--- Extrait du texte ---

Il
serait facile pour évoquer le dernier film de Claire
Simon de convoquer tout le vocabulaire ayant
rapport au feu, parler ainsi d’un embrasement
des sens, d’une passion inexorable et unilatérale,
destinée à se consumer au propre comme au figuré.
Facile, et réducteur surtout, pour une œuvre
incandescente et sensorielle qui nous propulse au
cœur de la vie de Livia, adolescente de quinze
ans, dans un village provençal défiguré par les
pavillons modernes sans âme où rôtissent des
occupants languides sous un soleil de plomb qui
assèche et attise.
Vivant
avec sa mère – qui s’évertue à parler en
anglais pour des motifs inexpliqués – et la
copine de celle-ci, Livia passe son temps à
s’occuper de son cheval ET qu’elle bichonne
avec application et tendresse, sur lequel elle se
promène dans la campagne comme dans le village,
fière et indépendante amazone. De sa position
dominante, elle scrute les alentours avec morgue
et colère. Car Livia est une jeune fille en colère,
en rage contre sa mère qui n’y connaît rien
aux chevaux, son père absent et la société en général.
Suite
à une chute de cheval, elle est secourue par Jean
Susini, pompier à la caserne locale. Pour Livia,
c’est le coup de foudre, la passion qui s’abat
sur elle, l’amène à sans cesse rechercher la
présence de Jean et à commettre l’irréparable :
provoquer un incendie dévastateur et meurtrier.
Le titre annonce d’emblée la couleur et l’évolution
de l’histoire est si évidente qu’on en dévoile
l’issue sans gêne car les qualités de Ca brûle
ne résident pas dans sa trame. Ou pas seulement.
Ce
qui intéresse Claire Simon, dont le passé
de documentariste resurgit dans la dernière
partie du film, c’est comment une jeune fille
bouleversée par une passion amoureuse naissante
et sans retour – le sobre Jean n’exprime au
mieux qu’une sollicitude amicale pour Livia
qu’il a secourue – et habitée d’une fureur
solitaire en vient à déclencher une catastrophe,
comme mode d’expression. « Une espèce
de terrorisme à usage individuel »
comme qualifie elle-même la cinéaste l’acte de
Livia.
Claire
Simon appréhende avec la distance suffisante
et le regard exacerbé, jamais naïf ni
complaisant, le monde étrange de l’adolescence,
le fameux âge des possibles : celui où garçons
et filles se jaugent et s’affrontent comme de
jeunes animaux dans l’objectif d’essayer, d’épuiser
les possibles et pas forcément de construire.

--- Données fournies ---

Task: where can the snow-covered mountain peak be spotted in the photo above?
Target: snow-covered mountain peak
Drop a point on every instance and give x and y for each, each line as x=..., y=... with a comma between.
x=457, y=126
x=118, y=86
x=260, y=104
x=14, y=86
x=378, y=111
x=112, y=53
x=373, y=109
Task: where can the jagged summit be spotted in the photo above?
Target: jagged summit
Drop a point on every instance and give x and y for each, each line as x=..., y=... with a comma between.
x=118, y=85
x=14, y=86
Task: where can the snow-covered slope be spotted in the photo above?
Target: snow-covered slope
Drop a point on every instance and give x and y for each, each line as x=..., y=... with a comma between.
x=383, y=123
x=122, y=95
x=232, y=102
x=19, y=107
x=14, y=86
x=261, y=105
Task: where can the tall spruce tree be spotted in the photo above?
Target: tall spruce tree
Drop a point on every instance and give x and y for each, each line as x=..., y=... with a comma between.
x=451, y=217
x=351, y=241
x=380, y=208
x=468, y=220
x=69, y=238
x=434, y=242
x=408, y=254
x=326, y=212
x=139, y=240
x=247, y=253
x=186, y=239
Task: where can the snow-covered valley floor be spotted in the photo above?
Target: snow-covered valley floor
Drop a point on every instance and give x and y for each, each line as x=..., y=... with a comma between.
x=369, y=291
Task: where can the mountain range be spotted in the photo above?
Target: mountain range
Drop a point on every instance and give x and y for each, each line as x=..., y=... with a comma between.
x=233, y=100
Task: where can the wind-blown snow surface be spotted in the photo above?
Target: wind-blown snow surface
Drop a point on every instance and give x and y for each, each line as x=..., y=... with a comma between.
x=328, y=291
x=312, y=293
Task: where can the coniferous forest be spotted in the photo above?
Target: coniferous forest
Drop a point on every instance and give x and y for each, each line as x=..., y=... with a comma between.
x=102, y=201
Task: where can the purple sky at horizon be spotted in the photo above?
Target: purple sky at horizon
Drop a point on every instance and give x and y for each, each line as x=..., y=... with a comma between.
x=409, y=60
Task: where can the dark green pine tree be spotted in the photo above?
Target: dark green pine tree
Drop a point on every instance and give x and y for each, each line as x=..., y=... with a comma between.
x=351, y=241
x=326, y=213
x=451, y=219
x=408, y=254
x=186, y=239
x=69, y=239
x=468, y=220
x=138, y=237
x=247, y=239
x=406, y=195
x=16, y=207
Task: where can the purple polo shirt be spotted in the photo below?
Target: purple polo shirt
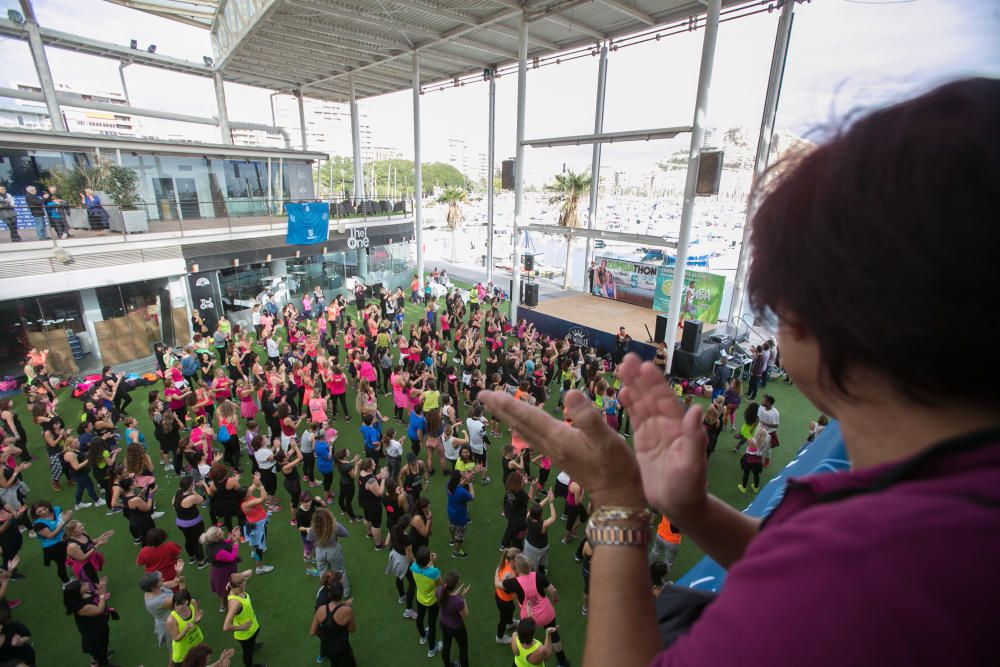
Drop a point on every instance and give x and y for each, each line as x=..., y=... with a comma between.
x=892, y=565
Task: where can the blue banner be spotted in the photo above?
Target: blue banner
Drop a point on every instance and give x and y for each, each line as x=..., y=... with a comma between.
x=308, y=222
x=825, y=455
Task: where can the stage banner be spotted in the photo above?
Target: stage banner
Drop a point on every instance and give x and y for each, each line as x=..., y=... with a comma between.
x=308, y=223
x=702, y=294
x=625, y=280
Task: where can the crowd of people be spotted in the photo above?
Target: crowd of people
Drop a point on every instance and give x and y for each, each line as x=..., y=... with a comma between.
x=247, y=419
x=50, y=212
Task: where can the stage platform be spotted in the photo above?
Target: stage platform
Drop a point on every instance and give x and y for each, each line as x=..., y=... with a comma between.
x=605, y=315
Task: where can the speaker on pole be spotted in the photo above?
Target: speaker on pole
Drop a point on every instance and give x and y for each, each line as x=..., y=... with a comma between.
x=661, y=328
x=507, y=175
x=531, y=294
x=691, y=340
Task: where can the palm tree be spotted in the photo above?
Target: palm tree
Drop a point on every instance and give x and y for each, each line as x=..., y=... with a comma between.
x=453, y=197
x=568, y=189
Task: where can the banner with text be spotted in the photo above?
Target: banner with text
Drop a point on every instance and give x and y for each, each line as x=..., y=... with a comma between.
x=308, y=222
x=625, y=280
x=702, y=295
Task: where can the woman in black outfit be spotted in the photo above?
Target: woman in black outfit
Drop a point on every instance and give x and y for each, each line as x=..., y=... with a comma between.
x=91, y=613
x=333, y=623
x=186, y=504
x=515, y=510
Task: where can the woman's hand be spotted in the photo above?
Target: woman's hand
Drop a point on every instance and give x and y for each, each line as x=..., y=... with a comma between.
x=594, y=455
x=669, y=442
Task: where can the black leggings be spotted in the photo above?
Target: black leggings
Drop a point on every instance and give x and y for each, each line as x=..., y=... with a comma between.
x=309, y=465
x=247, y=646
x=461, y=636
x=754, y=468
x=345, y=501
x=506, y=609
x=343, y=402
x=431, y=630
x=510, y=534
x=191, y=544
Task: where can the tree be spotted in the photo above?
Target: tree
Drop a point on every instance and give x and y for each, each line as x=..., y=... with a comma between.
x=567, y=190
x=453, y=197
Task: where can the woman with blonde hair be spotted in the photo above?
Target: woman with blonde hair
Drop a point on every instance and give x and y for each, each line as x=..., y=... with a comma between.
x=325, y=532
x=222, y=552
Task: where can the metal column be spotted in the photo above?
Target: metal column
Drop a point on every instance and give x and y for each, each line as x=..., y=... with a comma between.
x=595, y=168
x=694, y=156
x=302, y=119
x=42, y=67
x=771, y=97
x=490, y=160
x=418, y=176
x=220, y=102
x=359, y=173
x=522, y=91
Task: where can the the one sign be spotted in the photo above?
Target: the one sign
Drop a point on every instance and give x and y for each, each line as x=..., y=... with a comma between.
x=308, y=223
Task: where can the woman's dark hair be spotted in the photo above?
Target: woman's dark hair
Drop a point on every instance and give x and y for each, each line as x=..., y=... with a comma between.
x=884, y=203
x=451, y=581
x=423, y=556
x=198, y=656
x=155, y=537
x=454, y=481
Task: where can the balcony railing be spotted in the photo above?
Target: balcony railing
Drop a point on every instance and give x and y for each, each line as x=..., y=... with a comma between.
x=181, y=217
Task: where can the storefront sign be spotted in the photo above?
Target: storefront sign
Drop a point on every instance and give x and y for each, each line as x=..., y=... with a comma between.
x=308, y=223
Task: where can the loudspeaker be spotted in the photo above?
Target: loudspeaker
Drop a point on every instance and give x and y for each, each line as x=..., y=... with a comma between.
x=531, y=294
x=709, y=173
x=661, y=328
x=507, y=175
x=691, y=340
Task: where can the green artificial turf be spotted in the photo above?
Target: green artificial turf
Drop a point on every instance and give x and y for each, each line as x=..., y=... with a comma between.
x=284, y=598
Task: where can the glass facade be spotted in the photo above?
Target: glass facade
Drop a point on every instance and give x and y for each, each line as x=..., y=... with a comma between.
x=19, y=168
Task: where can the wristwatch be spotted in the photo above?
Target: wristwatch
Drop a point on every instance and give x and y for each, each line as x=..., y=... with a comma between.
x=620, y=527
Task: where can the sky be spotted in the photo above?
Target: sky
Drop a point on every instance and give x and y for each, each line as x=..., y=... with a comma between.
x=844, y=55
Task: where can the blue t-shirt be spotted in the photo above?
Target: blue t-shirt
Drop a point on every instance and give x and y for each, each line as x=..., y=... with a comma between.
x=370, y=436
x=49, y=524
x=324, y=459
x=417, y=423
x=458, y=506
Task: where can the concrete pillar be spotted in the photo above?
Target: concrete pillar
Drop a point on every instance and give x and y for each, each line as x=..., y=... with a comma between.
x=220, y=102
x=42, y=66
x=359, y=172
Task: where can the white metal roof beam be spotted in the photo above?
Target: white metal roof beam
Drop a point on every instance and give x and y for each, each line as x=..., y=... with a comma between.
x=629, y=10
x=557, y=18
x=468, y=19
x=608, y=137
x=454, y=34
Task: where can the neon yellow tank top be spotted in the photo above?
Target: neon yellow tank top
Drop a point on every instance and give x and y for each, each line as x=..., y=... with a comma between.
x=179, y=649
x=246, y=614
x=521, y=659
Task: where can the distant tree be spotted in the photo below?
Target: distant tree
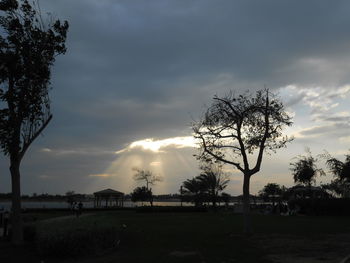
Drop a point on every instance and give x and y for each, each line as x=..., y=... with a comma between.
x=304, y=169
x=270, y=192
x=147, y=176
x=225, y=197
x=142, y=194
x=340, y=185
x=213, y=182
x=235, y=126
x=28, y=48
x=194, y=191
x=70, y=195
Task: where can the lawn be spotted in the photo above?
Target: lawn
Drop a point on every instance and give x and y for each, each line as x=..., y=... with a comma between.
x=217, y=237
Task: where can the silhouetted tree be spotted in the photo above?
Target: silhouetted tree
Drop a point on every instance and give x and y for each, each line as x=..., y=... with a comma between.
x=225, y=197
x=235, y=126
x=341, y=171
x=142, y=194
x=304, y=170
x=213, y=182
x=70, y=198
x=147, y=176
x=28, y=47
x=270, y=192
x=194, y=191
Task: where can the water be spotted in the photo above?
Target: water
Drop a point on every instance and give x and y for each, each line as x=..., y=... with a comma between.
x=88, y=204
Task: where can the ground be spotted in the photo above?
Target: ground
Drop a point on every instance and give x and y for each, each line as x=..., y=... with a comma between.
x=214, y=237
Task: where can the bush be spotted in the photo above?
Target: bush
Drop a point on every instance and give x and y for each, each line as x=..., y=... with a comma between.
x=322, y=206
x=76, y=238
x=165, y=209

---

* Consigne 1: D'après la critique du film de Claire Simon, contre qui ou contre quoi Livia est-elle en rage ? Donnez toute la liste.
* Consigne 2: Dans les enregistrements, recopiez mot pour mot les lignes qui vont de celle contenant « Task: where can the glass » jusqu'à celle contenant « x=844, y=55 », celle-ci comprise.

* Corrigé complet 1:
Livia est en rage contre :
- sa mère, qui n'y connaît rien aux chevaux ;
- son père absent ;
- la société en général.

* Corrigé complet 2:
Task: where can the glass facade be spotted in the photo above?
Target: glass facade
Drop a point on every instance and give x and y for each, each line as x=..., y=... with a comma between.
x=19, y=168
Task: where can the wristwatch be spotted in the photo above?
Target: wristwatch
Drop a point on every instance and give x and y for each, each line as x=..., y=... with a comma between.
x=620, y=527
Task: where can the sky be spotted in the photo above?
Target: sky
Drop a point on every instance and give x and y for each, each line as x=..., y=... with a comma between.
x=844, y=55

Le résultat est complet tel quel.